Update the entries below, swapping "shower door handle" for "cabinet knob" and leaving everything else unchanged.
--- start of Excerpted data ---
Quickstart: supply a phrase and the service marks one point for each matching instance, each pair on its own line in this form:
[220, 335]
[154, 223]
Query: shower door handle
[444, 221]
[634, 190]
--- end of Excerpted data ---
_Worked answer_
Quickstart: supply a phrase and the service marks one point for each matching instance, each pair on its own line in this form:
[220, 335]
[154, 223]
Query: cabinet knob
[444, 221]
[634, 190]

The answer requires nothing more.